WHAT IS REQUIRED: Please update the material below from the line with "Exercise. Locate the wooden door" through the end, replacing "wooden door" with "oak door" and leaving everything else unchanged.
═════ EXTRACTED RECORDS ═════
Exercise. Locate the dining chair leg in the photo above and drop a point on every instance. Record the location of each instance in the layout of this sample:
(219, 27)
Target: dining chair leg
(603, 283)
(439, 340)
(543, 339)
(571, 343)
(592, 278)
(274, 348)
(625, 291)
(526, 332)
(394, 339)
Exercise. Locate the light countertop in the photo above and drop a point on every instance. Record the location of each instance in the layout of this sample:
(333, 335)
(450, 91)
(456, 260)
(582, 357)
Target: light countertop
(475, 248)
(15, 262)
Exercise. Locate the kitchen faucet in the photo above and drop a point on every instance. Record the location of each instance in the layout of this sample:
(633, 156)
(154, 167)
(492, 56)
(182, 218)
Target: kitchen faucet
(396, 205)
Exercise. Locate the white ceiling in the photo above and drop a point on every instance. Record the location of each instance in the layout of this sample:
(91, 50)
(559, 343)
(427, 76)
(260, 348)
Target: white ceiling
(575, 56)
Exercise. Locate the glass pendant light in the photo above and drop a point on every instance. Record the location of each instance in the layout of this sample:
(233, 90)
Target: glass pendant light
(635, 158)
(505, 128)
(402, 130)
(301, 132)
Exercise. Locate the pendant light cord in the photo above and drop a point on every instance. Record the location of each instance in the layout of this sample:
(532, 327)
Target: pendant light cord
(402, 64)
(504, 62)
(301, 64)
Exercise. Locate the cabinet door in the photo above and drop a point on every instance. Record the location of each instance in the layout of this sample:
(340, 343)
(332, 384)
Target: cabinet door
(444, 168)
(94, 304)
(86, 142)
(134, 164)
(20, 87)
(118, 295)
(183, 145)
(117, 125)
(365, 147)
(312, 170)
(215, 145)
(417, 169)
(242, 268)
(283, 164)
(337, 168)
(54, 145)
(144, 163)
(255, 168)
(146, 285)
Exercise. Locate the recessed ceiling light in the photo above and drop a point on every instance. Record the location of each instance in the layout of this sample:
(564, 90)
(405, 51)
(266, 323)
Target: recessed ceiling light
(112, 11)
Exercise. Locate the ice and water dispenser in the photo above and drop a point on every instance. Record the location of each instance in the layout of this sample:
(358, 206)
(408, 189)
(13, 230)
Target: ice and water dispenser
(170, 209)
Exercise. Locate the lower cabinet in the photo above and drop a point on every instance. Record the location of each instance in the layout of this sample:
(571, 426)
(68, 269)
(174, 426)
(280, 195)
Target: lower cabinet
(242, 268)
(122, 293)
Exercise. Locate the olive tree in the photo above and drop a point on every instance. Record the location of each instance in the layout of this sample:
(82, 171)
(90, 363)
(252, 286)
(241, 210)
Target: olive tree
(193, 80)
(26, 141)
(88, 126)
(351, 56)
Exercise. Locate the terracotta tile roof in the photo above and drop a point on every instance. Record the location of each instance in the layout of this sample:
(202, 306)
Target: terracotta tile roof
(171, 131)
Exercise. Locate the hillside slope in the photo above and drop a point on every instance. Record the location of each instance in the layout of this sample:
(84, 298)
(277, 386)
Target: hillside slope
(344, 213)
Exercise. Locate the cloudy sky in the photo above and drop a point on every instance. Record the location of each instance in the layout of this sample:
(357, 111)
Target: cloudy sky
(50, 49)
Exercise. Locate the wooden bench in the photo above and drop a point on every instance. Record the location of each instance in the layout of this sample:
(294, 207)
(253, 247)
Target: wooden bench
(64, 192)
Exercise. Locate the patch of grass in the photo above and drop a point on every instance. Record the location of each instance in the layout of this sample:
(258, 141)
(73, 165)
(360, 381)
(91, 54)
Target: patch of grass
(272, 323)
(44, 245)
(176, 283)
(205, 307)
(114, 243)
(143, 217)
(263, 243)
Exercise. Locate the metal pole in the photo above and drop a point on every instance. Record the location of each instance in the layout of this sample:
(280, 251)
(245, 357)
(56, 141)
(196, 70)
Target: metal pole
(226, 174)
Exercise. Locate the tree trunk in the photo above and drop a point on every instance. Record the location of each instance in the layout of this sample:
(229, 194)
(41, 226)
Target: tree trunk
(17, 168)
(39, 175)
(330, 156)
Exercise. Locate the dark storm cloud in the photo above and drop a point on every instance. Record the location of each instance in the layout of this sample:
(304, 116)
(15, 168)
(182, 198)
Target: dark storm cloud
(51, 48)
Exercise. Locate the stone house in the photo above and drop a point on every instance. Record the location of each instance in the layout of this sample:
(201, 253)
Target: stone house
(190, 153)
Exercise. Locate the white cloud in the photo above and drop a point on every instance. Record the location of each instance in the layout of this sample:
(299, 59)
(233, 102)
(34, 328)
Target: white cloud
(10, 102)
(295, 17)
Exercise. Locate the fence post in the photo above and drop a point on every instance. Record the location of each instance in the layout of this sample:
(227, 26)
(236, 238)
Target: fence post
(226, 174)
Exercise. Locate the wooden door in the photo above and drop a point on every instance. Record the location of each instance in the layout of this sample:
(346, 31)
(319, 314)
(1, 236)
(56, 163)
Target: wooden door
═════
WRITTEN RESPONSE:
Exercise. Locate the oak door in the photo above and drop a point on every instance. Record the location of each instance in the layout of this sample:
(346, 31)
(319, 314)
(1, 236)
(56, 163)
Target: oak door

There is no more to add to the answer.